=== Problem 1 ===
Reproduce the entries beginning with the line that contains "Look at the photograph above. For each instance of the woman's" and continuing through the end of the entries, requests included. Offset every point coordinate in the answers by 97, and give only these lines.

=== Document passage ===
** Start **
You're using a security manager, which do not allow the
ThreadPool to read some properties. Modify your
.java.security.policy so it allows your code to read
mandala properties. If you've never heard about Java security see Permissions
in the JavaTM 2 SDK for an overview of the Java security
mechanism.
You must add the following line to your .java.policy
file:
grant {
// Other permissions
// ...
permission java.util.PropertyPermission "mandala.*", "read";
// ...
};
RAMI is based on the asynchronous reference concept where if you've
o and o' two objects, ar(o) an
asynchronous reference on o and ar'(o') an
asynchronous reference on o' then:
ar(o) == ar'(o') <==> o == o'
Hence, comparing two asynchronous references is just a matter of using
the '==' operators as with java standard synchronous
reference. You don't have to use equals() for comparing
two asynchronous references! This rule is enforced by the singleton
design provided in Mandala.
This may occurs for many reasons:
You're using a single-threaded semantic to invoke a method
which is calling the Object.wait() and the corresponding
Object.notify() is invoked in a method which shares the
same semantic.
Solutions: if both method (the one which calls
wait() and the one which invokes the corresponding
notify()) are in the same class, don't use a
single-threaded semantic; otherwise don't share the same
single-threaded semantic across asynchronous references (If you're
using the asynchronous policy provided, this should not happened).
You're using a single-threaded semantic on an object and using
a callback which is calling wait(), or any RAMI
InvocationEventsWaiter's method (wait*())
either explicitly or implicitly by invoking a synchronous method
invocation using RAMI (a proxy.f() call where
f() also have a 'rami_' prefix).
Solutions: do not use a single-threaded semantic or prevent
every wait*() call into the callback. If the wait is
implicit, replace you're RAMI synchronous method invocation by an
asynchronous one or, if possible, use a Java standard synchronous
reference
(rami_proxy.getAsynchronousReference().getObject()
returns the synchronous reference).
** End **
=== Problem 2 ===
List every Java class name mentioned in the passage on Mandala and RAMI, one per line.

Entries from a dataset
** Start **
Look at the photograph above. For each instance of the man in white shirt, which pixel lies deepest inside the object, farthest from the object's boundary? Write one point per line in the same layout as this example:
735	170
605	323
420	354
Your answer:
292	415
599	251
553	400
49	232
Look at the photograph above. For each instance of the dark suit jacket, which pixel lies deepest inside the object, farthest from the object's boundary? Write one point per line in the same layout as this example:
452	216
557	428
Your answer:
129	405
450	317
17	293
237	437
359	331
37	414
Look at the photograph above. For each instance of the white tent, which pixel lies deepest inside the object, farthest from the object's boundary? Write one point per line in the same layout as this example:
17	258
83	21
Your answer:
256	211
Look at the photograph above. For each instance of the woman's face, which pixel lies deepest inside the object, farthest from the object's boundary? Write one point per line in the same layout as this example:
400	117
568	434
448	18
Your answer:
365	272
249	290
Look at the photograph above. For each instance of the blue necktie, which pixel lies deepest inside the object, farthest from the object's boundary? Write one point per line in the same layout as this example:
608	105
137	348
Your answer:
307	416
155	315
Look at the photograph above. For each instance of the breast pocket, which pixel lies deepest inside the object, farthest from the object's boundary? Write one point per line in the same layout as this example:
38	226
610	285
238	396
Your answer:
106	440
** End **
=== Written answer 1 ===
Look at the photograph above. For each instance of the woman's face, which pixel lies deepest inside the object, farthest from the object's boundary? Write one point per line in the same layout as this example:
400	117
568	434
448	18
Your answer:
462	369
346	387
Look at the photograph above. For each instance of the blue necktie, which pixel lies deepest inside the object, farthest from the object's boundary? Write one point per line in the same layout as this example:
608	105
137	348
Your answer:
404	513
252	412
Look at the photograph above. For each instance of the breast pocket, which pixel lies deepest inside the object, farthest from the object's boundary? Write one point per line in the same layout as this example:
38	226
610	285
238	396
Your answer:
203	537

=== Written answer 2 ===
ThreadPool
java.util.PropertyPermission
Object
InvocationEventsWaiter